--- START ---

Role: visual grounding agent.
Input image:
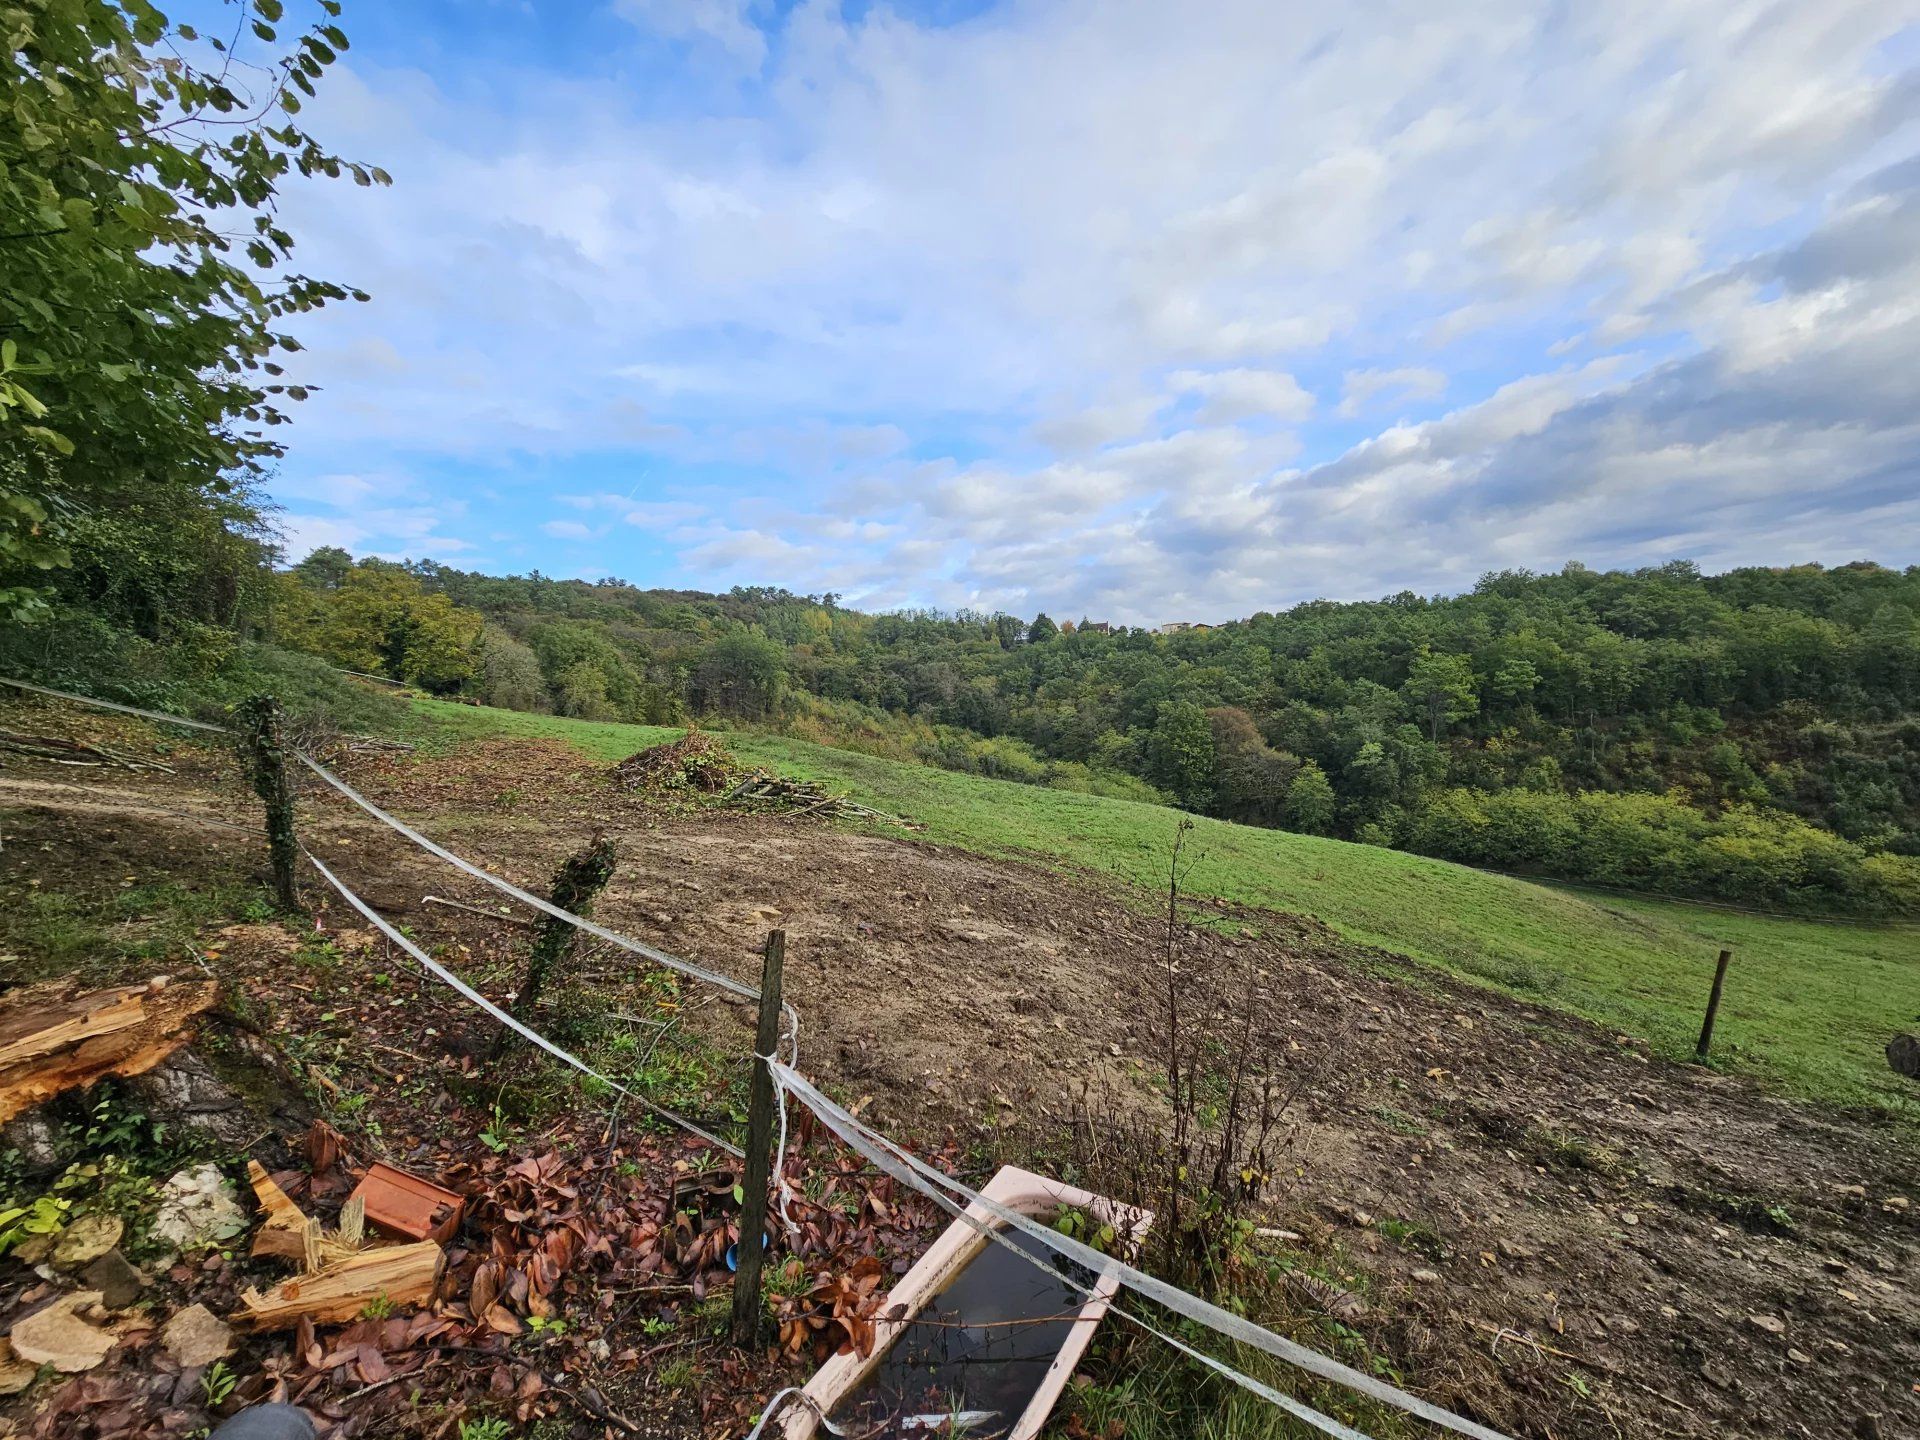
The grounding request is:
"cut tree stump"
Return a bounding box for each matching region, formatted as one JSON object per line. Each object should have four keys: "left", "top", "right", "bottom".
{"left": 231, "top": 1239, "right": 444, "bottom": 1330}
{"left": 0, "top": 977, "right": 219, "bottom": 1124}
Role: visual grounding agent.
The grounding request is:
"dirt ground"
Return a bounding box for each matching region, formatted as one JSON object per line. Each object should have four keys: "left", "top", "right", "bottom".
{"left": 2, "top": 710, "right": 1916, "bottom": 1440}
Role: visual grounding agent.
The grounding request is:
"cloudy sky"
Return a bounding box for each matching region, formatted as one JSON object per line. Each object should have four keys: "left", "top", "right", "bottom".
{"left": 259, "top": 0, "right": 1920, "bottom": 624}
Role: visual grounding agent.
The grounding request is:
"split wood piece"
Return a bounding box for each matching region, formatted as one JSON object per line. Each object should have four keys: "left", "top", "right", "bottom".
{"left": 232, "top": 1240, "right": 443, "bottom": 1330}
{"left": 247, "top": 1160, "right": 318, "bottom": 1265}
{"left": 349, "top": 1162, "right": 465, "bottom": 1244}
{"left": 0, "top": 977, "right": 219, "bottom": 1124}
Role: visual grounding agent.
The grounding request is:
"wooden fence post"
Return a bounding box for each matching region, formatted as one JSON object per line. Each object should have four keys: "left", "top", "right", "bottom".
{"left": 732, "top": 929, "right": 785, "bottom": 1347}
{"left": 1696, "top": 948, "right": 1733, "bottom": 1060}
{"left": 235, "top": 694, "right": 300, "bottom": 912}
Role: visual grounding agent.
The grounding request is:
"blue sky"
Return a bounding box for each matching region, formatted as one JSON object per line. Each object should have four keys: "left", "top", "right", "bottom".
{"left": 257, "top": 0, "right": 1920, "bottom": 624}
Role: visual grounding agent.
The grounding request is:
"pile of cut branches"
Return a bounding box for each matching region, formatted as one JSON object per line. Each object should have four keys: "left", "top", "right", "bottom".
{"left": 0, "top": 727, "right": 173, "bottom": 773}
{"left": 609, "top": 730, "right": 744, "bottom": 795}
{"left": 721, "top": 770, "right": 920, "bottom": 829}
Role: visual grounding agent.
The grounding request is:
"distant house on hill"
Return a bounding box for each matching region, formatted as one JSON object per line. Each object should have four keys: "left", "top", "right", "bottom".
{"left": 1157, "top": 621, "right": 1216, "bottom": 635}
{"left": 1079, "top": 620, "right": 1113, "bottom": 634}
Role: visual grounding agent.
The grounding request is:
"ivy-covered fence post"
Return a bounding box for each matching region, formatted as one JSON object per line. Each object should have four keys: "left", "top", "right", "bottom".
{"left": 235, "top": 694, "right": 301, "bottom": 912}
{"left": 496, "top": 834, "right": 619, "bottom": 1056}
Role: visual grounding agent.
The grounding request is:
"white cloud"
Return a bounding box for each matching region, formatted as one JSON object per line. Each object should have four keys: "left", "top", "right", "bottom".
{"left": 540, "top": 520, "right": 597, "bottom": 540}
{"left": 613, "top": 0, "right": 766, "bottom": 71}
{"left": 263, "top": 1, "right": 1920, "bottom": 615}
{"left": 1337, "top": 367, "right": 1448, "bottom": 419}
{"left": 1169, "top": 368, "right": 1315, "bottom": 424}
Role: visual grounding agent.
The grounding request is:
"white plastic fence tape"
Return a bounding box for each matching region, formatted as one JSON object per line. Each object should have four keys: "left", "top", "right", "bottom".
{"left": 304, "top": 848, "right": 743, "bottom": 1158}
{"left": 766, "top": 1061, "right": 1519, "bottom": 1440}
{"left": 0, "top": 676, "right": 228, "bottom": 732}
{"left": 294, "top": 751, "right": 762, "bottom": 1001}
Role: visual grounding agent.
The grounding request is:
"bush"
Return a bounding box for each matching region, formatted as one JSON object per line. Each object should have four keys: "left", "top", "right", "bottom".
{"left": 1399, "top": 783, "right": 1920, "bottom": 914}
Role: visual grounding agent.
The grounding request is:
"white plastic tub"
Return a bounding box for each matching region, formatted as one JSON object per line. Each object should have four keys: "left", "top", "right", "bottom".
{"left": 780, "top": 1165, "right": 1152, "bottom": 1440}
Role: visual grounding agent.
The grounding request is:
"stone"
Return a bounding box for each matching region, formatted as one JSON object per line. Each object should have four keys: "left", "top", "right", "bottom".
{"left": 9, "top": 1291, "right": 114, "bottom": 1372}
{"left": 1747, "top": 1313, "right": 1787, "bottom": 1335}
{"left": 1496, "top": 1238, "right": 1539, "bottom": 1260}
{"left": 1618, "top": 1211, "right": 1639, "bottom": 1226}
{"left": 51, "top": 1213, "right": 123, "bottom": 1268}
{"left": 0, "top": 1338, "right": 38, "bottom": 1395}
{"left": 128, "top": 1051, "right": 258, "bottom": 1149}
{"left": 0, "top": 1112, "right": 65, "bottom": 1179}
{"left": 1410, "top": 1268, "right": 1440, "bottom": 1284}
{"left": 1788, "top": 1348, "right": 1812, "bottom": 1364}
{"left": 210, "top": 1406, "right": 316, "bottom": 1440}
{"left": 1889, "top": 1034, "right": 1920, "bottom": 1080}
{"left": 152, "top": 1163, "right": 247, "bottom": 1254}
{"left": 82, "top": 1249, "right": 145, "bottom": 1310}
{"left": 162, "top": 1304, "right": 234, "bottom": 1368}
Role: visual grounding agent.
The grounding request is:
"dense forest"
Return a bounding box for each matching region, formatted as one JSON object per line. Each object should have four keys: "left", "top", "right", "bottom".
{"left": 14, "top": 523, "right": 1916, "bottom": 913}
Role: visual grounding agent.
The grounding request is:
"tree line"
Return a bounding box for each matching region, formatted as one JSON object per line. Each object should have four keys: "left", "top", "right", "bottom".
{"left": 234, "top": 549, "right": 1920, "bottom": 914}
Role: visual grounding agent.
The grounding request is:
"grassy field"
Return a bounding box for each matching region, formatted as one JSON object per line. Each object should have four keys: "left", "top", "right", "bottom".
{"left": 416, "top": 698, "right": 1920, "bottom": 1116}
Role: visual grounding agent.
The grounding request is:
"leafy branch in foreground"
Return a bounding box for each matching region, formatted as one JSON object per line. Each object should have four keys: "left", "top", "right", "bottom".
{"left": 0, "top": 0, "right": 388, "bottom": 619}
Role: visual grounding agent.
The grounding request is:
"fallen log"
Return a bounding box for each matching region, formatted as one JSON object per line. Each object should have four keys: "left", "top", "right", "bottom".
{"left": 0, "top": 977, "right": 220, "bottom": 1124}
{"left": 232, "top": 1239, "right": 444, "bottom": 1330}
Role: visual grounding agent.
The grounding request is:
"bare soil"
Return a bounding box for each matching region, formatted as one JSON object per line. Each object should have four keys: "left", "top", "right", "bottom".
{"left": 1, "top": 711, "right": 1915, "bottom": 1440}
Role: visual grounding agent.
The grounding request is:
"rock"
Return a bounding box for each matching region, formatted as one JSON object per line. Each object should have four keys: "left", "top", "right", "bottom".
{"left": 51, "top": 1213, "right": 123, "bottom": 1268}
{"left": 128, "top": 1052, "right": 259, "bottom": 1149}
{"left": 162, "top": 1304, "right": 234, "bottom": 1368}
{"left": 0, "top": 1338, "right": 38, "bottom": 1395}
{"left": 10, "top": 1291, "right": 114, "bottom": 1372}
{"left": 82, "top": 1249, "right": 145, "bottom": 1310}
{"left": 1410, "top": 1268, "right": 1440, "bottom": 1284}
{"left": 1496, "top": 1238, "right": 1539, "bottom": 1261}
{"left": 1747, "top": 1313, "right": 1787, "bottom": 1335}
{"left": 1788, "top": 1348, "right": 1812, "bottom": 1364}
{"left": 211, "top": 1405, "right": 316, "bottom": 1440}
{"left": 0, "top": 1112, "right": 65, "bottom": 1179}
{"left": 1882, "top": 1195, "right": 1909, "bottom": 1212}
{"left": 152, "top": 1163, "right": 247, "bottom": 1254}
{"left": 1618, "top": 1211, "right": 1639, "bottom": 1226}
{"left": 1889, "top": 1034, "right": 1920, "bottom": 1079}
{"left": 1833, "top": 1184, "right": 1867, "bottom": 1199}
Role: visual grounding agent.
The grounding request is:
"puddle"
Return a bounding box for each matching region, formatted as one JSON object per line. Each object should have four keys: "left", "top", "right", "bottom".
{"left": 825, "top": 1226, "right": 1098, "bottom": 1438}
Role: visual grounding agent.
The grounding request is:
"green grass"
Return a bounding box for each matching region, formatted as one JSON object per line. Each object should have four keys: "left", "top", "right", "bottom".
{"left": 414, "top": 699, "right": 1920, "bottom": 1116}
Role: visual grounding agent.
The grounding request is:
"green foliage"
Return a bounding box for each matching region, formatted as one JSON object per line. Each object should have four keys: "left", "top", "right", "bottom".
{"left": 0, "top": 0, "right": 381, "bottom": 617}
{"left": 1149, "top": 699, "right": 1215, "bottom": 807}
{"left": 276, "top": 564, "right": 480, "bottom": 691}
{"left": 1404, "top": 647, "right": 1478, "bottom": 741}
{"left": 0, "top": 1194, "right": 70, "bottom": 1254}
{"left": 200, "top": 1360, "right": 238, "bottom": 1407}
{"left": 691, "top": 627, "right": 784, "bottom": 718}
{"left": 1282, "top": 761, "right": 1336, "bottom": 835}
{"left": 457, "top": 1419, "right": 514, "bottom": 1440}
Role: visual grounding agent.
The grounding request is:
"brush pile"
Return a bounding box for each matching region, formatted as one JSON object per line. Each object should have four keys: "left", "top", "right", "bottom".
{"left": 721, "top": 770, "right": 920, "bottom": 828}
{"left": 0, "top": 728, "right": 173, "bottom": 773}
{"left": 609, "top": 730, "right": 744, "bottom": 795}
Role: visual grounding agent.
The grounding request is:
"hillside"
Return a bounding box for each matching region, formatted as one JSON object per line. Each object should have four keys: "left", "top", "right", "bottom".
{"left": 415, "top": 697, "right": 1920, "bottom": 1115}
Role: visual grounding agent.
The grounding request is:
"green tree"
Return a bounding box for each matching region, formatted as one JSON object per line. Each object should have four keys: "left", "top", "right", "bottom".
{"left": 1405, "top": 648, "right": 1479, "bottom": 741}
{"left": 475, "top": 625, "right": 547, "bottom": 711}
{"left": 1282, "top": 761, "right": 1336, "bottom": 835}
{"left": 1027, "top": 613, "right": 1059, "bottom": 644}
{"left": 1148, "top": 699, "right": 1214, "bottom": 807}
{"left": 1, "top": 0, "right": 385, "bottom": 619}
{"left": 285, "top": 564, "right": 480, "bottom": 691}
{"left": 1207, "top": 705, "right": 1298, "bottom": 825}
{"left": 293, "top": 545, "right": 355, "bottom": 591}
{"left": 694, "top": 628, "right": 784, "bottom": 718}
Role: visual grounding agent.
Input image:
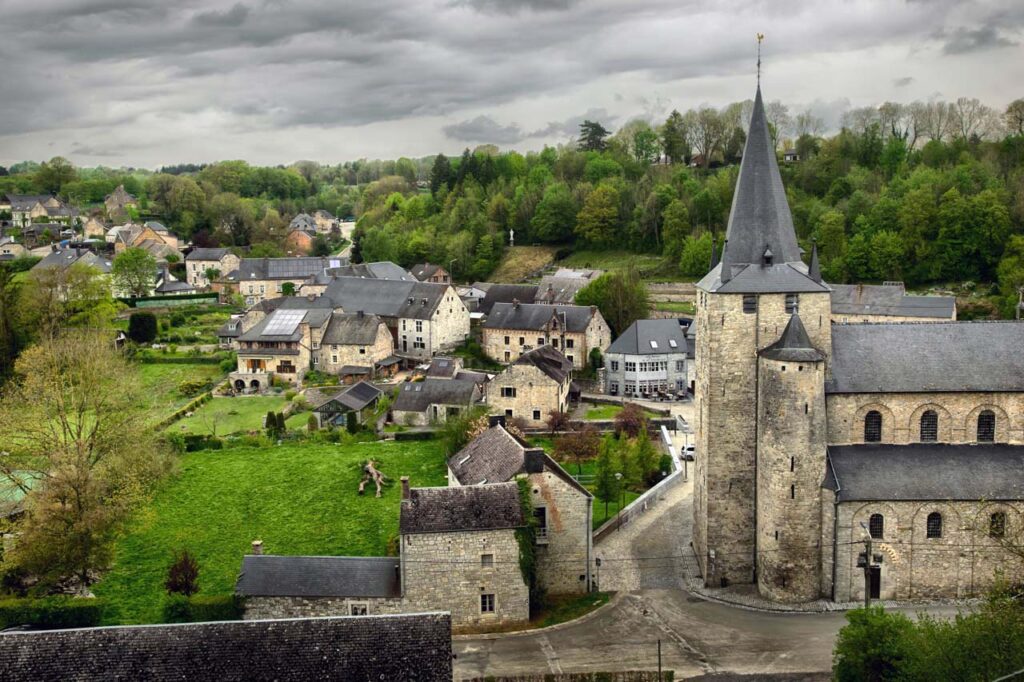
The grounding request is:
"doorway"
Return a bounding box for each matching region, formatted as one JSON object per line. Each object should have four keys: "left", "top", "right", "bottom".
{"left": 869, "top": 566, "right": 881, "bottom": 600}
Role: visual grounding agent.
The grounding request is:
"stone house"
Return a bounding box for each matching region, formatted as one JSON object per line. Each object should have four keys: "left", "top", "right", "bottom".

--- END ---

* **DIRECTIONS FOR THIS TASK**
Please tally every line of the material above that has the string "fence", and write only the total.

* **FINISHED EXERCISE**
3